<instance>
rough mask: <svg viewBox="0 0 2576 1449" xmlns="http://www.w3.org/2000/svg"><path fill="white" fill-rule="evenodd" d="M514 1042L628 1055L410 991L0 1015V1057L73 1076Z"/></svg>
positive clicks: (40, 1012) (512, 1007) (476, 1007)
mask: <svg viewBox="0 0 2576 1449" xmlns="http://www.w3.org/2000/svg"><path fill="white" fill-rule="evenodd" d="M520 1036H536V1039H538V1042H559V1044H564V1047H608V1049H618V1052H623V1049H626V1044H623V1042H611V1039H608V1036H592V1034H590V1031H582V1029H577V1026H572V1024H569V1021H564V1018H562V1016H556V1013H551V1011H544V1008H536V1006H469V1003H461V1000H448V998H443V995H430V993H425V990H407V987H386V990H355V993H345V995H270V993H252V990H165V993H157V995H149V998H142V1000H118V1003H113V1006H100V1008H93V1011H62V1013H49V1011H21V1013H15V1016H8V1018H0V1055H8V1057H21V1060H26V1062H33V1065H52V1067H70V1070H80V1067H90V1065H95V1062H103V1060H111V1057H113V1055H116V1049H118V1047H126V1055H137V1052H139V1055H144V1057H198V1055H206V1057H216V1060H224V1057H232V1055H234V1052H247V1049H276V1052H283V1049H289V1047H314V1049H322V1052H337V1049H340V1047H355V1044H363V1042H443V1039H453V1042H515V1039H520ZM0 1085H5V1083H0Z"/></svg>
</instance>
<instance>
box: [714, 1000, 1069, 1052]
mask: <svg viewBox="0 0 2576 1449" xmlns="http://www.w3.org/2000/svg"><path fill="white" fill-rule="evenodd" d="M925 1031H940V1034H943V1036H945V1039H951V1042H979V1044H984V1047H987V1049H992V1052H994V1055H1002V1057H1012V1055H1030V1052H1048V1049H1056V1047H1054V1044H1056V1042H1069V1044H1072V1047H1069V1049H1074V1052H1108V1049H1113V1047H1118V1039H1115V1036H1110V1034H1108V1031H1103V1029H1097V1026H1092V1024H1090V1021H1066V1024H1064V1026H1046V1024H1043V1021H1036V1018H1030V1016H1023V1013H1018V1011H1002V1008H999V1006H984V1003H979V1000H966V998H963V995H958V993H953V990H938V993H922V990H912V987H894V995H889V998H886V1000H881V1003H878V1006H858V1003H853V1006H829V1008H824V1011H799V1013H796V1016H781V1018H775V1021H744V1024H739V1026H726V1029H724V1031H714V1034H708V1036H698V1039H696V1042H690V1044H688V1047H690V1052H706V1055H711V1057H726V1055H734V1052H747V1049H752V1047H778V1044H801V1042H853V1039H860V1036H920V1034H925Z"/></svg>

EXERCISE BRIEF
The full listing above is to be given again exactly.

TASK SOLUTION
<instance>
rough mask: <svg viewBox="0 0 2576 1449" xmlns="http://www.w3.org/2000/svg"><path fill="white" fill-rule="evenodd" d="M514 1042L628 1055L410 991L0 1015V1057L73 1076Z"/></svg>
positive clicks: (40, 1012) (512, 1007) (476, 1007)
mask: <svg viewBox="0 0 2576 1449" xmlns="http://www.w3.org/2000/svg"><path fill="white" fill-rule="evenodd" d="M520 1036H536V1039H538V1042H559V1044H564V1047H608V1049H618V1052H623V1049H626V1044H623V1042H611V1039H608V1036H592V1034H590V1031H582V1029H577V1026H572V1024H569V1021H564V1018H562V1016H556V1013H551V1011H544V1008H536V1006H469V1003H461V1000H448V998H443V995H430V993H425V990H407V987H386V990H355V993H345V995H270V993H252V990H165V993H157V995H149V998H142V1000H118V1003H113V1006H100V1008H93V1011H62V1013H49V1011H21V1013H15V1016H8V1018H0V1055H8V1057H21V1060H26V1062H33V1065H52V1067H70V1070H80V1067H90V1065H95V1062H103V1060H111V1057H113V1055H116V1049H118V1047H126V1055H137V1052H139V1055H144V1057H198V1055H206V1057H216V1060H224V1057H232V1055H234V1052H247V1049H276V1052H283V1049H289V1047H314V1049H322V1052H337V1049H340V1047H355V1044H363V1042H443V1039H453V1042H515V1039H520ZM0 1085H5V1083H0Z"/></svg>
</instance>
<instance>
box: [714, 1000, 1069, 1052]
mask: <svg viewBox="0 0 2576 1449" xmlns="http://www.w3.org/2000/svg"><path fill="white" fill-rule="evenodd" d="M925 1031H940V1034H943V1036H945V1039H951V1042H979V1044H984V1047H987V1049H992V1052H994V1055H1002V1057H1012V1055H1030V1052H1048V1049H1056V1047H1054V1044H1056V1042H1069V1044H1072V1047H1069V1049H1074V1052H1108V1049H1113V1047H1118V1039H1115V1036H1110V1034H1108V1031H1103V1029H1097V1026H1092V1024H1090V1021H1066V1024H1064V1026H1046V1024H1043V1021H1036V1018H1030V1016H1023V1013H1018V1011H1002V1008H999V1006H984V1003H979V1000H966V998H963V995H958V993H953V990H938V993H922V990H912V987H894V995H889V998H886V1000H881V1003H878V1006H858V1003H853V1006H829V1008H824V1011H799V1013H796V1016H781V1018H775V1021H744V1024H739V1026H726V1029H724V1031H714V1034H708V1036H698V1039H696V1042H690V1044H688V1047H690V1052H706V1055H711V1057H726V1055H734V1052H747V1049H752V1047H778V1044H801V1042H853V1039H860V1036H920V1034H925Z"/></svg>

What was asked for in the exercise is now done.